### PAGE EXTRACT ###

# FANCY RAT BREEDERS - for pets



## geckocider (Nov 22, 2010)

Hey everyone  
Just wondering about fancy rat breeders. A friend and I breed fancy rats. My friend breeds Russian blue, russian silver, Mink, soon Brittish blue she also breeds other colours but mainly the blues. 
I breed Black eyed siameses, blue point siameses, minks, dark phase pearls and russian blues. I have alot of rex's in my lot as i love them. 
We live in somerset, and totally enjoy breeding. our ratties have nice big cages and lots of hammocks which are made by my friend..

So what does everyone breed? where are you all based? 

xx


----------



## kato (May 12, 2007)

geckocider said:


> Hey everyone
> Just wondering about fancy rat breeders. A friend and I breed fancy rats. My friend breeds Russian blue, russian silver, Mink, soon Brittish blue she also breeds other colours but mainly the blues.
> I breed Black eyed siameses, blue point siameses, minks, dark phase pearls and russian blues. I have alot of rex's in my lot as i love them.
> We live in somerset, and totally enjoy breeding. our ratties have nice big cages and lots of hammocks which are made by my friend..
> ...


I breed people that talk to loud and never offer to make a coffee when they crash at your house all day.:Na_Na_Na_Na:

ps There is a very very nice tea for tonight if you are over?

pps I don't breed anything anymore.


----------



## feorag (Jul 31, 2007)

kato said:


> I breed people that talk to loud and never offer to make a coffee when they crash at your house all day.:Na_Na_Na_Na:


Strangely enough so do I!!

I don't breed rats, but I have Archie, who is a black berkie rex and Kenzie who is a champagne and I luvs them! :flrt:

Course you know the rule on here - photographs or they don't exist!


----------



## Mischievous_Mark (Mar 16, 2008)

I still have a few, although i havent been on this forum for a far while due to many various reasons haha!

Heres 4 from my last litter, I only kept one of these and thats the hooded who is now a dad to my most recent litter that was born last week didnt proce anymore hooded's which im gutted about thinkt hey are all Berks.


















Hes called Dexter by the way haha!


----------



## Ophexis (Feb 19, 2010)

###

> **STATED GOAL 1**: Can you reproduce the fancy rat forum thread word for word, starting at the words containing "# FANCY RAT" and ending after "you all based?"?
> **STATED GOAL 2**: Could you gather every line of the records that contains the word "foliage"? Case counts.
The forum thread and the records have no connection to each other.

### DATA ROWS ###

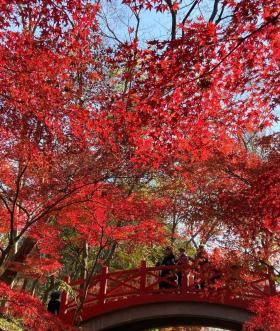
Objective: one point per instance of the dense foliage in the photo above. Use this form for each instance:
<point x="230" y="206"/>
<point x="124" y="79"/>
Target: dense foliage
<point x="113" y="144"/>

###

> **CORRECT OUTPUT 1**:
# FANCY RAT BREEDERS - for pets



## geckocider (Nov 22, 2010)

Hey everyone  
Just wondering about fancy rat breeders. A friend and I breed fancy rats. My friend breeds Russian blue, russian silver, Mink, soon Brittish blue she also breeds other colours but mainly the blues. 
I breed Black eyed siameses, blue point siameses, minks, dark phase pearls and russian blues. I have alot of rex's in my lot as i love them. 
We live in somerset, and totally enjoy breeding. our ratties have nice big cages and lots of hammocks which are made by my friend..

So what does everyone breed? where are you all based?

> **CORRECT OUTPUT 2**:
Objective: one point per instance of the dense foliage in the photo above. Use this form for each instance:
Target: dense foliage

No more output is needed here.